Tugas yang Diberikan a: Sebutkan semua jenis batu yang digambarkan dalam terjemahan bahasa Indonesia pada kutipan ayat di bawah.

Kutipan untuk Dibaca:
______________________________
ثُمَّ قَسَتْ قُلُوبُكُمْ مِنْ بَعْدِ ذَٰلِكَ فَهِيَ كَالْحِجَارَةِ أَوْ أَشَدُّ قَسْوَةً ۚ وَإِنَّ مِنَ الْحِجَارَةِ لَمَا يَتَفَجَّرُ مِنْهُ الْأَنْهَارُ ۚ وَإِنَّ مِنْهَا لَمَا يَشَّقَّقُ فَيَخْرُجُ مِنْهُ الْمَاءُ ۚ وَإِنَّ مِنْهَا لَمَا يَهْبِطُ مِنْ خَشْيَةِ اللَّهِ ۗ وَمَا اللَّهُ بِغَافِلٍ عَمَّا تَعْمَلُونَ
Tsumma qasat qulubukum mim badi zalika fa hiya kal-hijarati au asyaddu qaswah, wa inna minal-hijarati lama yatafajjaru min-hul-an-har, wa inna min-ha lama yasysyaqqaqu fa yakhruju min-hul-ma’, wa inna min-ha lama yahbitu min khasy-yatillah, wa mallahu bigafilin amma tamalun

74. Kemudian setelah itu hatimu menjadi keras, sehingga (hatimu) seperti batu, bahkan lebih keras. Padahal dari batu-batu itu pasti ada sungai-sungai yang (airnya) memancar daripadanya. Ada pula yang terbelah lalu keluarlah mata air daripadanya. Dan ada pula yang meluncur jatuh karena takut kepada Allah. Dan Allah tidaklah lengah terhadap apa yang kamu kerjakan.
______________________________
Daftar yang Disediakan:

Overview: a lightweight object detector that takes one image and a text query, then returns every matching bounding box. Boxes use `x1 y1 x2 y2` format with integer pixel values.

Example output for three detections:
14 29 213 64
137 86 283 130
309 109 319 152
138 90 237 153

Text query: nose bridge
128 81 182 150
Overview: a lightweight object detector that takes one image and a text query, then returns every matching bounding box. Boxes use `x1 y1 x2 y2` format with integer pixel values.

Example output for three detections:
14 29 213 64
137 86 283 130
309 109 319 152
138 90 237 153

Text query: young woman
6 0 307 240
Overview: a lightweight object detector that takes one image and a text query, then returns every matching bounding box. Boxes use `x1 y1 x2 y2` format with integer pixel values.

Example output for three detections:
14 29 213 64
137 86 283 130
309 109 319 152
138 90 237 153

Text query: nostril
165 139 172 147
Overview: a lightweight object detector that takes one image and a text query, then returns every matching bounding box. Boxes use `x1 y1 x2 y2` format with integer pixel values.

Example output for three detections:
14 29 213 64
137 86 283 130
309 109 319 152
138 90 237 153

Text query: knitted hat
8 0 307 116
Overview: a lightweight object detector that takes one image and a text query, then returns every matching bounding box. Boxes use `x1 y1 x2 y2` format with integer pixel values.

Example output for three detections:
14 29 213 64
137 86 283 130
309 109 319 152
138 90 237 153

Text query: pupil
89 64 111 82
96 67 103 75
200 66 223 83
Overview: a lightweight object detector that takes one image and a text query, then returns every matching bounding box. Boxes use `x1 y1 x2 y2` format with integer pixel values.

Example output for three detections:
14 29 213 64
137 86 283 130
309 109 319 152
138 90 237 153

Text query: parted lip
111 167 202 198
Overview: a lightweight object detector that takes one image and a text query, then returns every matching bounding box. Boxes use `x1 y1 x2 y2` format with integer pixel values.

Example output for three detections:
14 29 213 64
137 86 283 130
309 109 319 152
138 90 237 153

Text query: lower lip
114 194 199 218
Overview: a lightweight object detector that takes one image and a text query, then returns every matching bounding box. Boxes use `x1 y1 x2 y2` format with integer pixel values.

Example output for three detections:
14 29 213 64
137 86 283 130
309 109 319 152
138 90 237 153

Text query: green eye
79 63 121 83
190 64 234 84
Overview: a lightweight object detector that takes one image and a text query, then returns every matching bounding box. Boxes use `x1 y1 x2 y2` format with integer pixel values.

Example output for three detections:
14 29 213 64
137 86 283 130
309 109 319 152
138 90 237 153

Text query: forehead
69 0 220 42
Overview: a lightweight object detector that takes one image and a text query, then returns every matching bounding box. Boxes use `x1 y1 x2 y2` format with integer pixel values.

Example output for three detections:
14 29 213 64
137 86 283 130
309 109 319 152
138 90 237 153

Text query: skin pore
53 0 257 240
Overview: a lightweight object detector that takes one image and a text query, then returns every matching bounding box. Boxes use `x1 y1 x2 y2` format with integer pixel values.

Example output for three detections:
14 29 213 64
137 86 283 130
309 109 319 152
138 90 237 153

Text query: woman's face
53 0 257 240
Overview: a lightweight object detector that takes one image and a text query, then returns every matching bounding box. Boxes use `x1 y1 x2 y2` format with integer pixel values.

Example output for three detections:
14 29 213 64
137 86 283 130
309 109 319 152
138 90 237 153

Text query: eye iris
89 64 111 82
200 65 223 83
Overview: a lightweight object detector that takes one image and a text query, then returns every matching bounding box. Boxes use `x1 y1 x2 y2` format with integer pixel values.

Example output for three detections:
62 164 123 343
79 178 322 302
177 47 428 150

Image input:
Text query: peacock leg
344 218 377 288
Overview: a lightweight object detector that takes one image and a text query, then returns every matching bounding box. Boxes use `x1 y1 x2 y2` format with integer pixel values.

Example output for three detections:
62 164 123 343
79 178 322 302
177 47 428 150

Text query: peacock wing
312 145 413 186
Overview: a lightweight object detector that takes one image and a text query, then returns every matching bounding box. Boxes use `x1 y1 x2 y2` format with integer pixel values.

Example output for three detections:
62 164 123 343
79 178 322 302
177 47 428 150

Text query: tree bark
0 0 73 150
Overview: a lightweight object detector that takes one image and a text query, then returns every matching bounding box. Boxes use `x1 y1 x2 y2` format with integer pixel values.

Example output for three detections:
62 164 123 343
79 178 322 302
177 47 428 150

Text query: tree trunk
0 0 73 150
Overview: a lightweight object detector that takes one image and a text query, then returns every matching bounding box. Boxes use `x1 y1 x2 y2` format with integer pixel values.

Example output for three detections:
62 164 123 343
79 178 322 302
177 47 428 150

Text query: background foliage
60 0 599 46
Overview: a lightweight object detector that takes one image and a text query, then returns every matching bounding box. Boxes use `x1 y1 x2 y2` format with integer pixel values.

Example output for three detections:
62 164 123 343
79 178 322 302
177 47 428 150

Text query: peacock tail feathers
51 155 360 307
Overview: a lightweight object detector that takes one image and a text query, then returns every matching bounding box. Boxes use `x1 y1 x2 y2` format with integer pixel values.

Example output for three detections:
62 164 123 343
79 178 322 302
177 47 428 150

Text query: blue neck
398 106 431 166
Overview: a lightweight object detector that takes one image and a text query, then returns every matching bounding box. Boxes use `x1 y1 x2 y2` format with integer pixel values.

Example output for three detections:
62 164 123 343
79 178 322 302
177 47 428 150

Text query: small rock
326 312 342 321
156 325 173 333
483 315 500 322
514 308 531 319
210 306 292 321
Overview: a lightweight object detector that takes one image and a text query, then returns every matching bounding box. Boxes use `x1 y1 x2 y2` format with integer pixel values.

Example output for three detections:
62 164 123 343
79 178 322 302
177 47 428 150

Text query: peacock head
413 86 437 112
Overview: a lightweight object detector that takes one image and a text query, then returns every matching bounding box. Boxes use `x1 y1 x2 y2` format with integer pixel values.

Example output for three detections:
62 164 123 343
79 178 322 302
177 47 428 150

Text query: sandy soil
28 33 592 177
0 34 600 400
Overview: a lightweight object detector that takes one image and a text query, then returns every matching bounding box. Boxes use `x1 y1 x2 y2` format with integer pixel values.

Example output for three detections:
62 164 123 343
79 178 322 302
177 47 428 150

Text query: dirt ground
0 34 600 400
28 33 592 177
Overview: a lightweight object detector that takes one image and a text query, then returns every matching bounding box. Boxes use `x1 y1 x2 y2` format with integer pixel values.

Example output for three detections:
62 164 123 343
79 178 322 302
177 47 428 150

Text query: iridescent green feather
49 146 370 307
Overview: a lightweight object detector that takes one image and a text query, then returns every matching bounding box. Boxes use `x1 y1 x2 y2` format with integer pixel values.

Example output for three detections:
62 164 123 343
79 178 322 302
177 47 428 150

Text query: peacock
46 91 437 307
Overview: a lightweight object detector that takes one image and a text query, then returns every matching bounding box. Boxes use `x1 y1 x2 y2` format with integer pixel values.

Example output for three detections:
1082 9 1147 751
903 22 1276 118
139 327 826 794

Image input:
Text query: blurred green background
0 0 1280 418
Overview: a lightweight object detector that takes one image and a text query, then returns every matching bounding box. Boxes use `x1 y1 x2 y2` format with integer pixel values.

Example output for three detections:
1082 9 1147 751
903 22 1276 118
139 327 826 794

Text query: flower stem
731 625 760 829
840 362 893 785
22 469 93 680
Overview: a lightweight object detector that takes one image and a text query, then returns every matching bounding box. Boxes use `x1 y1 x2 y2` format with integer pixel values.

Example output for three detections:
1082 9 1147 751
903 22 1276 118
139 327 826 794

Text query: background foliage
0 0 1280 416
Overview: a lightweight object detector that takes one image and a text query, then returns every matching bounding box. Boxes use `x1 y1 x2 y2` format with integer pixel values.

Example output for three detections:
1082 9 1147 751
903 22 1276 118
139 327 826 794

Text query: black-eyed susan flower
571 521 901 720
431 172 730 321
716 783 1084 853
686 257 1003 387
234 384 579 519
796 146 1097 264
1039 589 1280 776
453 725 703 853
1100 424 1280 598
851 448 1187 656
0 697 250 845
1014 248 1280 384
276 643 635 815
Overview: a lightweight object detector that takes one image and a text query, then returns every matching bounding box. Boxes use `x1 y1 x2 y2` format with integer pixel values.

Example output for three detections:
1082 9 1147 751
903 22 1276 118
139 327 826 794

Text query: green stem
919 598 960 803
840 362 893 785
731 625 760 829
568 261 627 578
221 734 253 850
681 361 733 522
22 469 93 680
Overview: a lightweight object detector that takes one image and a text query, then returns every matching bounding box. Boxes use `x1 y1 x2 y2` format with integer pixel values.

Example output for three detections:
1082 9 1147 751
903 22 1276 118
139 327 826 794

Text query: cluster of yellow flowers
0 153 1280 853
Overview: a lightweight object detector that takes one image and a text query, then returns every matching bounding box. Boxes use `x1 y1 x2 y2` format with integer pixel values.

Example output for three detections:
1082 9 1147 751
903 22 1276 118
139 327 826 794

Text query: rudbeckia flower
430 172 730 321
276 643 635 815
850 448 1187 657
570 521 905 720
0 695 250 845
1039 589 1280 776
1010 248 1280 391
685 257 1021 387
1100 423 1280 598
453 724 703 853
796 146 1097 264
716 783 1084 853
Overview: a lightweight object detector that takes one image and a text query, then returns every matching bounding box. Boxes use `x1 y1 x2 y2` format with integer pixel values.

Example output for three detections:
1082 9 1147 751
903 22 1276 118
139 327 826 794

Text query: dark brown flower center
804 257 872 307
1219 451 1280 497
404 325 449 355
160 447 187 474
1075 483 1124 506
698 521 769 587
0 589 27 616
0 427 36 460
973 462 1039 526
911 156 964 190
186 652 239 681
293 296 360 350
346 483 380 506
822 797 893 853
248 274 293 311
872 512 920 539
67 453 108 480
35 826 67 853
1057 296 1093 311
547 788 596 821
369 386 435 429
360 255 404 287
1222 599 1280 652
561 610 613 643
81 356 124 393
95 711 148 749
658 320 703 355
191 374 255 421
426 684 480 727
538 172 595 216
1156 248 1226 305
______________________________
Tugas yang Diberikan b: Skalakan ulang daftar dari baris pertamanya sampai baris yang memuat "114 194 199 218", kedua ujungnya termasuk, dengan menulis ulang hanya baris-baris itu secara utuh beserta permintaannya. Kalikan setiap angka koordinat kotak pada jawaban dengan 0,35 lalu bulatkan ke bilangan bulat terdekat (nilai setengah dibulatkan ke atas), sedangkan angka dalam permintaan dan contoh formatnya dibiarkan tetap.

Hasil Tugas a:
- batu yang darinya memancar sungai-sungai
- batu yang terbelah lalu keluar mata air daripadanya
- batu yang meluncur jatuh karena takut kepada Allah

Hasil Tugas b:
Overview: a lightweight object detector that takes one image and a text query, then returns every matching bounding box. Boxes use `x1 y1 x2 y2` format with integer pixel values.

Example output for three detections:
14 29 213 64
137 86 283 130
309 109 319 152
138 90 237 153

Text query: nose bridge
45 28 64 53
Overview: a lightweight object detector that takes one image and a text query, then returns every matching bounding box. Boxes use `x1 y1 x2 y2` format with integer pixel values.

Example output for three detections:
14 29 213 64
137 86 283 130
309 109 319 152
138 90 237 153

Text query: young woman
2 0 107 84
Overview: a lightweight object detector that takes one image and a text query, then returns every matching bounding box. Boxes use `x1 y1 x2 y2` format with integer pixel values.

Example output for three detections:
14 29 213 64
137 86 283 130
309 109 319 152
138 90 237 153

Text query: nostril
58 49 60 51
Overview: a lightweight object detector that takes one image and a text query, then returns every matching bounding box. Boxes use `x1 y1 x2 y2` format with integer pixel values.

Example output for three detections:
14 29 213 64
137 86 283 130
309 109 319 152
138 90 237 153

Text query: knitted hat
3 0 107 41
Overview: a lightweight object detector that takes one image and a text query, then returns every matching bounding box. Boxes use `x1 y1 x2 y2` format with integer pixel values.

Example output for three detections:
14 29 213 64
137 86 283 130
309 109 319 152
138 90 237 153

Text query: pupil
31 22 39 29
34 23 36 26
70 23 78 29
Overview: a lightweight object detector that takes one image and a text query, then returns every matching bounding box. Boxes use `x1 y1 x2 y2` format with integer pixel values.

Example output for three detections:
14 29 213 64
137 86 283 130
309 109 319 152
138 90 237 153

Text query: parted lip
39 58 71 69
Overview: a lightweight object detector that takes one image and a text query, then returns every matching bounding box. Boxes use `x1 y1 x2 y2` format with integer pixel values.

Example output for three detections:
14 29 213 64
137 86 283 130
309 109 319 152
138 90 237 153

Text query: lower lip
40 68 70 76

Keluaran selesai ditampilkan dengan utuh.